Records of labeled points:

********************

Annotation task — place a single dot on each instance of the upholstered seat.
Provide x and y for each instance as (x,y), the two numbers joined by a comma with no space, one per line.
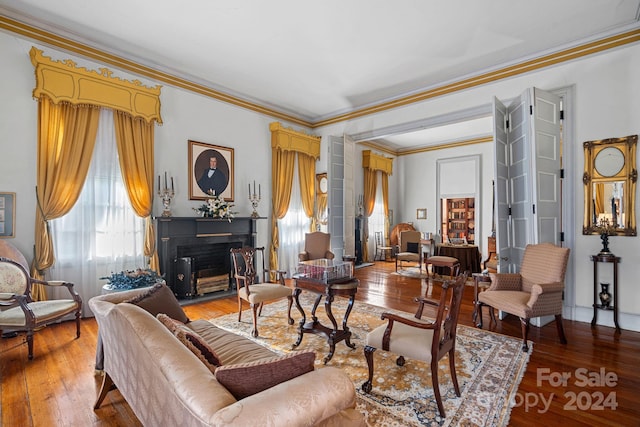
(381,248)
(22,314)
(421,339)
(408,249)
(452,263)
(256,288)
(536,291)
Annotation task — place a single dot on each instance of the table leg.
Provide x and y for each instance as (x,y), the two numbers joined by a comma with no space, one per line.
(347,340)
(296,297)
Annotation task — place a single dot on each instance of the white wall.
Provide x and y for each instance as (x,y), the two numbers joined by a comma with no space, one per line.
(606,105)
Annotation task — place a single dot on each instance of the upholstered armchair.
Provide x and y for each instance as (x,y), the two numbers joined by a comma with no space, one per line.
(317,245)
(420,338)
(408,249)
(254,286)
(20,313)
(536,291)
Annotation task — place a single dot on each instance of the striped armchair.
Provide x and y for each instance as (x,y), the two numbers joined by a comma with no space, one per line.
(536,291)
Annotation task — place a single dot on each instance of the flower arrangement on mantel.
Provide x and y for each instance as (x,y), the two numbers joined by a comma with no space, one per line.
(216,207)
(132,279)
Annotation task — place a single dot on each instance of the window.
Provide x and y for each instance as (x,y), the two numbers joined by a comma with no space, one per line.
(101,234)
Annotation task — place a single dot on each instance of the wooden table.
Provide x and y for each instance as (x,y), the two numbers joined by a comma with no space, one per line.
(608,258)
(468,255)
(329,289)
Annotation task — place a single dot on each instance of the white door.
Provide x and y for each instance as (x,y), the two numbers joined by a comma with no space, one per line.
(545,125)
(336,196)
(349,196)
(528,196)
(501,178)
(520,185)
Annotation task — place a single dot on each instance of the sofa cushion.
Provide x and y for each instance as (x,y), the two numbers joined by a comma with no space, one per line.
(192,341)
(160,299)
(231,348)
(245,379)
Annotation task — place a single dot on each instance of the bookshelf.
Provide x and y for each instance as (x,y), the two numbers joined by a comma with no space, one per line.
(458,219)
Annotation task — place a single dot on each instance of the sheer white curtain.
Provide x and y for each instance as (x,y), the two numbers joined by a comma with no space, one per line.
(101,234)
(376,220)
(293,227)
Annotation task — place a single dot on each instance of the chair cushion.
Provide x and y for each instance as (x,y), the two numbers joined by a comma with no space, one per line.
(264,292)
(160,299)
(192,341)
(42,310)
(412,247)
(245,379)
(513,302)
(406,340)
(441,260)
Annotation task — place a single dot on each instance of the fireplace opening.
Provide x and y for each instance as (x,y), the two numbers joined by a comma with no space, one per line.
(202,268)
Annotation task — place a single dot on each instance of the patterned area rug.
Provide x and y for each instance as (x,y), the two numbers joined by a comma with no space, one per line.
(411,272)
(489,366)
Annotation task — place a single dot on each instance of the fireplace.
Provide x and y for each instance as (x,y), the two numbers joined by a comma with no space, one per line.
(194,253)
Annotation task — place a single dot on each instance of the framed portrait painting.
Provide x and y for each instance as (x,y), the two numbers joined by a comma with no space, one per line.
(7,214)
(210,171)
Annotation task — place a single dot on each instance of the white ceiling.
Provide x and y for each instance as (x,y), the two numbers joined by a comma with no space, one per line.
(317,60)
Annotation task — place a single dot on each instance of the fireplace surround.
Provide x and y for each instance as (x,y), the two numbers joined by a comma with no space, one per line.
(194,252)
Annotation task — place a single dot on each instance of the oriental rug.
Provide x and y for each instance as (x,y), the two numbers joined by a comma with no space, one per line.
(489,367)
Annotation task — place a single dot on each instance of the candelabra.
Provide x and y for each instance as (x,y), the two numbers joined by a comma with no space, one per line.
(255,199)
(166,194)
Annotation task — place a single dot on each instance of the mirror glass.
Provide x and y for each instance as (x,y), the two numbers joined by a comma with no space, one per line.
(610,179)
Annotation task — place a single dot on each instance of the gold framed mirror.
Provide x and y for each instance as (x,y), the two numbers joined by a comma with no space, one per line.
(609,179)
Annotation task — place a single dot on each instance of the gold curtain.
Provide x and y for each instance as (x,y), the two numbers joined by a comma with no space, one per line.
(385,204)
(307,177)
(282,164)
(134,138)
(369,202)
(66,137)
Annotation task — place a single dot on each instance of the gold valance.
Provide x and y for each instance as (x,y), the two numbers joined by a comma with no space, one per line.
(64,81)
(375,161)
(291,140)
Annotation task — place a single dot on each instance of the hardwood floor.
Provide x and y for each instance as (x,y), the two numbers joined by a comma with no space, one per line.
(58,387)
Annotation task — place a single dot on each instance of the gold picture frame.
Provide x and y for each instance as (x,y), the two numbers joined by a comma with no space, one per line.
(203,184)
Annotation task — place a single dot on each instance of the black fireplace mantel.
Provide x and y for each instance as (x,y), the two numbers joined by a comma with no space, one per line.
(176,232)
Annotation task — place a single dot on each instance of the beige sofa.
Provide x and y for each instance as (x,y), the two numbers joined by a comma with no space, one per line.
(166,384)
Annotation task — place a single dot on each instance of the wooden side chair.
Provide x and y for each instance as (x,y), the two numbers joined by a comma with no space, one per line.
(381,248)
(536,291)
(422,339)
(409,248)
(21,313)
(256,288)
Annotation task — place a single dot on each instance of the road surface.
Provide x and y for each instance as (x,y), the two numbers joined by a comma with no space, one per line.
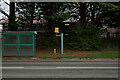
(60,69)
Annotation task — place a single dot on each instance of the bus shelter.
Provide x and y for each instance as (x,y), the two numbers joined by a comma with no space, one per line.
(18,43)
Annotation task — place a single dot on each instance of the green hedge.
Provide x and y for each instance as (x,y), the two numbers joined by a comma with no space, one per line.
(85,36)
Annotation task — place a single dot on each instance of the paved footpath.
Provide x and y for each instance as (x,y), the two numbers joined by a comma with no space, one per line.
(60,69)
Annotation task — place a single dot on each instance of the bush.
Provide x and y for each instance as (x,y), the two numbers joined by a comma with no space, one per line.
(85,36)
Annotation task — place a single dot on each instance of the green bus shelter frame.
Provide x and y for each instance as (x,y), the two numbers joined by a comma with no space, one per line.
(18,34)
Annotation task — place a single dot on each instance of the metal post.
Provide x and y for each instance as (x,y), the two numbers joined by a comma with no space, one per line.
(61,43)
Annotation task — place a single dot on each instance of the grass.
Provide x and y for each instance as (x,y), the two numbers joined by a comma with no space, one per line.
(99,55)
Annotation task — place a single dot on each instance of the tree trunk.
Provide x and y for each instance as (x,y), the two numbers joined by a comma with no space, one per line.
(32,15)
(11,25)
(83,12)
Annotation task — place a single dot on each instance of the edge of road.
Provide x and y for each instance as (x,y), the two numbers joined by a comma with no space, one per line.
(61,60)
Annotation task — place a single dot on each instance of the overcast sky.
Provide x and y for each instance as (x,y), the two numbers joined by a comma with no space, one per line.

********************

* **YOUR OBJECTIVE**:
Print all the records again exactly; do not include any picture.

* **WRITTEN RESPONSE**:
Annotation task — place a single dot on each instance of the upholstered seat.
Provide x and y for each instance as (x,y), the two numbers joined by a comma with no space, one per line.
(381,248)
(22,314)
(421,339)
(408,249)
(452,263)
(256,288)
(536,291)
Annotation task — place a single dot on each instance of the table leg.
Provide x and y for each instance as (x,y), the two numbers joined by a comma with no space, one per line.
(347,340)
(296,297)
Annotation task — place a single dot on each instance of the white wall.
Provide x and y for each instance as (x,y), the two numbers joined by a comma with no space, one per line.
(606,105)
Annotation task — place a single dot on each instance of the upholstered armchair.
Provide x and y for each instance as (x,y), the two numbers joined by a comma with no space, one per line.
(317,245)
(420,338)
(408,249)
(254,286)
(20,313)
(536,291)
Annotation task — place a single dot on each instance of the striped armchair.
Provide x and y for each instance as (x,y), the two numbers joined by a comma with no space, one per line.
(536,291)
Annotation task — place a single dot on each instance of the flower arrangement on mantel.
Provide x and y for each instance as (x,y), the two numbers joined by a comma with no space, one per line.
(216,207)
(132,279)
Annotation task — place a single dot on each instance of the window.
Provide x and y for each instance as (x,y), the two numbers joined by a comma with no space, one per line.
(101,234)
Annotation task — place a single dot on each instance of the wooden table.
Provide x and y for each instance as (x,y), the two numbers joined by a comma with no space, one per line.
(608,258)
(468,255)
(329,289)
Annotation task — place a single dot on each instance of the white door.
Provide x and y for each instance as (x,y), the two numbers joined by a comma with no space, one per line.
(545,125)
(336,196)
(349,196)
(528,196)
(501,178)
(520,185)
Annotation task — place a single dot on each instance of the sofa cushion.
Provide x and y for each instance as (x,y), the two numbers joined by a comma with no space, one per line.
(192,341)
(160,299)
(231,348)
(245,379)
Annotation task — place a single dot on each instance of the bookshelf.
Provide x and y for each instance as (x,y), the two numbers joined by a comma with no space, one per line.
(458,219)
Annotation task — place a single dot on each instance of the sheer white curtain.
Provide x and y for each instance as (x,y), the two numbers joined by a comma with no space, one per line.
(101,234)
(376,220)
(293,227)
Annotation task — place a single dot on each instance of the chair cushion.
Provide x and y for each instance as (x,y), the two numbers joined by a comma with no space, one per line.
(264,292)
(160,299)
(192,341)
(42,310)
(412,247)
(245,379)
(513,302)
(406,340)
(441,260)
Annotation task — place a single dot on each instance of the fireplace opening.
Provide x and y for each instance as (x,y), the two numbers joined by a comma with no space, one per line.
(202,268)
Annotation task — place a single dot on each instance of the patterned area rug.
Provide x and y for each instance as (x,y), the two numbers joined by a comma with no space, one per line.
(411,272)
(489,366)
Annotation task — place a single dot on each instance of the fireplace.
Provide x and y for each instance as (x,y), the two numbers joined by a comma with no space, one per line.
(194,253)
Annotation task — place a single dot on each instance of the framed portrait painting.
Provide x and y for each instance as (x,y), the two numbers joined by a comma with no space, one per line.
(7,214)
(210,171)
Annotation task — place a single dot on each instance of the white ceiling.
Provide x and y for each instance as (x,y), the two numbers joined by a comma with no space, one per line.
(317,60)
Annotation task — place a single dot on each instance of the fireplace surround.
Provide x and y for each instance as (x,y), the two numbers joined by a comma with no space, one per line.
(194,252)
Annotation task — place a single dot on each instance of the oriental rug.
Provide x and y for each instance as (x,y), the two numbers joined by a comma with no space, one per line.
(489,367)
Annotation task — place a single dot on each instance of the candelabra.
Provide x and y for each instance as (x,y), the two numbers joined by a comma with no space, one per line.
(255,199)
(166,194)
Annotation task — place a single dot on each instance of the mirror glass.
Provide x and y for each instance as (x,y), the two numbers joined by a comma with no space, one per line.
(610,179)
Annotation task — place a single dot on each instance of the gold framed mirror.
Provide x and y for each instance as (x,y), the two numbers joined by a comma with no space, one per line.
(609,179)
Annotation task — place a single dot on each instance of the gold curtain.
Provide x and y for each instance as (x,y), the two numbers joined by a comma with no space, one per line.
(385,204)
(307,177)
(282,164)
(134,138)
(369,202)
(66,137)
Annotation task — place a single dot on each instance of the gold valance.
Provide x and y for each instance as (x,y), the two numbers joined by a comma with no space, one per line.
(64,81)
(375,161)
(291,140)
Annotation task — place a single dot on each instance of the hardwood floor.
Provide x and y for each instance as (x,y), the two numbers joined by a comma with no space, one per line.
(58,387)
Annotation task — place a single dot on each instance of the gold picture frame.
Provide x and y for each instance as (x,y), the two numbers joined by a comma with no space, one per line.
(203,184)
Annotation task — place a single dot on each instance of the black fireplace mantel.
Provide x and y for each instance as (x,y), the two numbers joined by a comma with no space, one per line.
(176,232)
Annotation task — place a single dot on each instance of the beige sofa.
Provide x and y for each instance as (x,y), the two numbers joined by a comma with no space, one per line.
(166,384)
Annotation task — place a single dot on each instance of the wooden side chair.
Provide x and y for each instance as (x,y), the two numbers joined by a comma with no space, one per line.
(381,248)
(536,291)
(422,339)
(409,248)
(21,313)
(256,288)
Annotation task — place a single dot on each instance of the road surface.
Provide x and y for each instance as (x,y), the two numbers joined by a comma with no space, one per line.
(60,69)
Annotation task — place a single dot on each instance of the bus shelter.
Provide x and y for each instance as (x,y), the two numbers joined by a comma with no space, one per line.
(18,43)
Annotation task — place a single dot on each instance of the green hedge.
Provide x and y for each instance as (x,y), the two numbers joined by a comma with no space, one per line.
(85,36)
Annotation task — place a single dot on each instance of the paved footpath.
Provide x and y for each instance as (x,y), the two numbers joined by a comma with no space, one per line.
(60,69)
Annotation task — place a single dot on each instance of the bush.
Provide x and y for each instance as (x,y), the two numbers joined by a comma with no space, one per line.
(85,36)
Annotation task — place a single dot on each instance of the green bus shelter frame.
Provide x and y for each instance as (x,y), the two numbers joined by a comma with no space, one per line.
(18,34)
Annotation task — place a single dot on each instance of the metal post.
Provide x and y for each instance as (x,y), the two numbers joined by a comma with no space, one per line.
(61,43)
Annotation task — place a single dot on each instance of the grass.
Provide x and y for each instance as (x,y), the two numbers joined by a comma with no space, one per line.
(99,55)
Annotation task — place a single dot on each instance of the tree trunk.
Provide x and y for each instance as (x,y), the two numbers joined by a comma with no space, one per line.
(32,15)
(11,25)
(83,12)
Annotation task — place a single dot on each instance of the edge of road.
Provide x and y for each instance as (x,y), the two numbers joined by a comma with no space, one per line.
(61,60)
Annotation task — place a single dot on each instance of the overcast sky.
Provide x and y for each instance as (x,y), the two numbers joined by a comma with no space, one per line.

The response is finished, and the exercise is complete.